> [Selected excerpt]
━━━━━━━━━━
Chat and Agent Interactions:
- Workspaces support both conversational and query-based interactions. In conversation mode, the AI retains context from previous messages within the workspace. In query mode, it provides direct answers based on document content.
- AI agents, when invoked (e.g., via @agent), operate within the workspace’s context and can perform tasks like summarizing documents, scraping websites, or generating charts, all while respecting the workspace’s boundaries.

Benefits of the Workspace Concept

Organization: Workspaces provide a structured way to manage documents and conversations, making it easier to handle multiple projects or topics without overlap.
Efficiency: Vector caching and document sharing reduce computational overhead, as embeddings are reused rather than recomputed.
Flexibility: Users can tailor each workspace to specific needs, from model selection to prompt design, enabling diverse use cases within a single application.
Scalability: Workspaces support collaboration through multi-user permissions, allowing teams to work on shared projects while maintaining control over access.
━━━━━━━━━━
Repeat the passage on workspaces in full, word for word. None of the entries that follow are needed.
━━━━━━━━━━
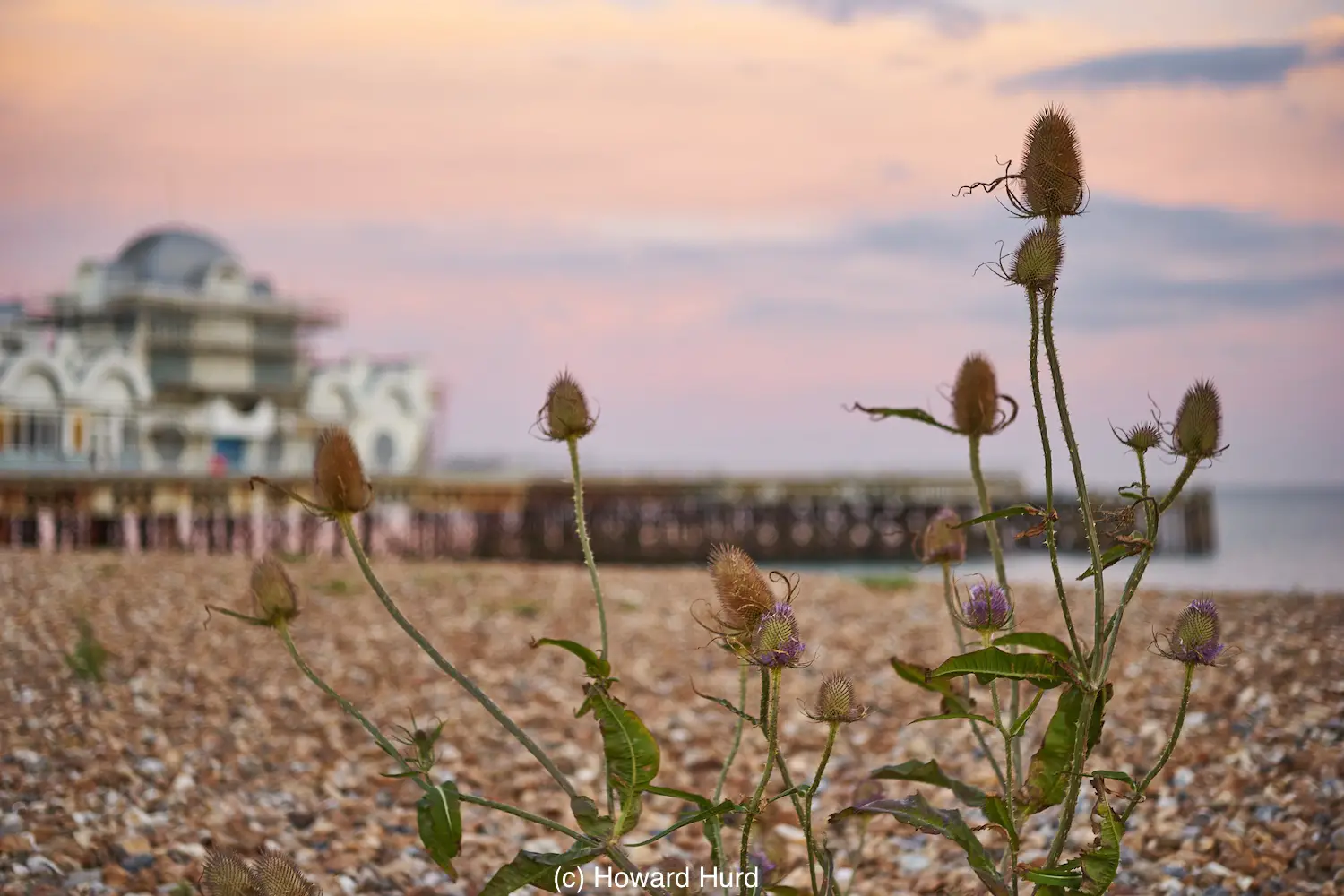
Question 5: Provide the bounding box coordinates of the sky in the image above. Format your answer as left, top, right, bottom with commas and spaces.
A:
0, 0, 1344, 485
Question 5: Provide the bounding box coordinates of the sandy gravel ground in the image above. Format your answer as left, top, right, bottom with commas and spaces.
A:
0, 554, 1344, 896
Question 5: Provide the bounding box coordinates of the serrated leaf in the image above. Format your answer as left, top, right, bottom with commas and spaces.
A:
478, 844, 602, 896
626, 799, 742, 847
416, 780, 462, 880
984, 794, 1018, 850
1021, 866, 1083, 890
1078, 544, 1142, 582
583, 683, 661, 834
1078, 778, 1125, 896
892, 657, 976, 712
868, 759, 986, 807
532, 638, 612, 678
854, 403, 960, 435
995, 632, 1073, 659
1008, 688, 1046, 737
1023, 684, 1112, 815
831, 794, 1008, 896
952, 504, 1042, 530
929, 648, 1067, 689
910, 712, 995, 728
570, 797, 616, 841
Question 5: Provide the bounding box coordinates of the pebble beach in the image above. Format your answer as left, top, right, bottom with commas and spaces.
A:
0, 552, 1344, 896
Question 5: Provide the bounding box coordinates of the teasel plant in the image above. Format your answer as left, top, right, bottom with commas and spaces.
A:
831, 106, 1226, 896
213, 372, 866, 896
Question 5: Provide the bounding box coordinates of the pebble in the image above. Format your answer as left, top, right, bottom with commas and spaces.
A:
0, 554, 1344, 896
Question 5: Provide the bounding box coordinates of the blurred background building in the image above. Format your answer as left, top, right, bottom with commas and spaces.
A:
0, 227, 438, 476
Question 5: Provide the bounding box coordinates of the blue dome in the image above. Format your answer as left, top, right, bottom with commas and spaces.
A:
113, 228, 237, 286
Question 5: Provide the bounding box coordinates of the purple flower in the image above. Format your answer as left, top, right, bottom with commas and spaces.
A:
750, 603, 806, 669
1159, 599, 1226, 667
961, 582, 1012, 633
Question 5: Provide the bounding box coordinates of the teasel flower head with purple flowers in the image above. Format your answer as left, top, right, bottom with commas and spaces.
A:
1155, 598, 1228, 667
957, 578, 1013, 642
746, 602, 806, 669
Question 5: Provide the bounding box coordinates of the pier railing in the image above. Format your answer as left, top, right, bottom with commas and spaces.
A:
0, 470, 1215, 564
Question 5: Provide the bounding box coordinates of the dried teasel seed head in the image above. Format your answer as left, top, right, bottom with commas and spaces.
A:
255, 849, 323, 896
201, 850, 263, 896
710, 544, 774, 633
1172, 380, 1223, 461
538, 371, 597, 442
804, 672, 868, 723
314, 426, 374, 513
750, 603, 806, 669
250, 555, 298, 625
1120, 422, 1163, 454
1021, 106, 1083, 218
1008, 224, 1064, 290
952, 355, 999, 435
919, 508, 967, 564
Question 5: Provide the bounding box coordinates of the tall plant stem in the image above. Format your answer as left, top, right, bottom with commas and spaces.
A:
564, 435, 607, 659
738, 669, 784, 896
336, 514, 580, 799
1045, 283, 1107, 676
803, 721, 840, 893
277, 624, 599, 844
1120, 662, 1195, 825
943, 563, 1008, 790
1027, 289, 1083, 669
967, 435, 1021, 777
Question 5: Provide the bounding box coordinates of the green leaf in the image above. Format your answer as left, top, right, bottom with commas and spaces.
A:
1078, 778, 1125, 895
416, 780, 462, 880
626, 799, 742, 847
984, 796, 1018, 849
570, 797, 616, 841
644, 785, 731, 868
892, 657, 976, 712
1088, 770, 1139, 790
910, 712, 995, 728
583, 681, 661, 834
929, 648, 1067, 688
995, 632, 1073, 659
854, 403, 961, 435
532, 638, 612, 678
868, 759, 986, 807
478, 844, 602, 896
952, 504, 1042, 530
1021, 863, 1083, 890
1078, 544, 1142, 582
1008, 688, 1046, 737
1023, 684, 1112, 815
831, 794, 1008, 896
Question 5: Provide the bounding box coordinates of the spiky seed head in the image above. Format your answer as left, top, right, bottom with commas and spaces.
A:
201, 849, 263, 896
1120, 422, 1163, 454
538, 371, 597, 442
961, 582, 1012, 635
1172, 380, 1223, 461
1021, 106, 1083, 218
952, 353, 999, 435
314, 426, 374, 513
249, 554, 298, 625
804, 672, 868, 723
710, 544, 774, 633
1161, 599, 1226, 667
255, 849, 323, 896
919, 508, 967, 564
1008, 224, 1064, 289
750, 603, 806, 669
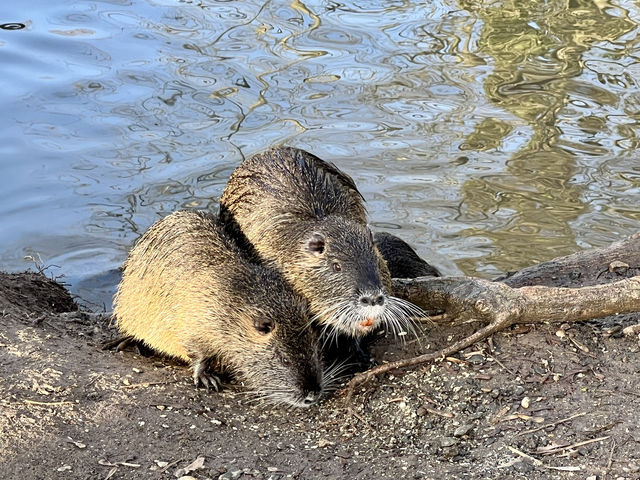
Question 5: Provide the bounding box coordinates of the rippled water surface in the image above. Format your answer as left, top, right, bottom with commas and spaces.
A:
0, 0, 640, 308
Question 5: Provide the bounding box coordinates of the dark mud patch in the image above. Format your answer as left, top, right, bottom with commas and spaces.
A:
━━━━━━━━━━
> [Response below]
Chat and Agent Interactions:
- Workspaces support both conversational and query-based interactions. In conversation mode, the AI retains context from previous messages within the workspace. In query mode, it provides direct answers based on document content.
- AI agents, when invoked (e.g., via @agent), operate within the workspace’s context and can perform tasks like summarizing documents, scraping websites, or generating charts, all while respecting the workspace’s boundaries.

Benefits of the Workspace Concept

Organization: Workspaces provide a structured way to manage documents and conversations, making it easier to handle multiple projects or topics without overlap.
Efficiency: Vector caching and document sharing reduce computational overhead, as embeddings are reused rather than recomputed.
Flexibility: Users can tailor each workspace to specific needs, from model selection to prompt design, enabling diverse use cases within a single application.
Scalability: Workspaces support collaboration through multi-user permissions, allowing teams to work on shared projects while maintaining control over access.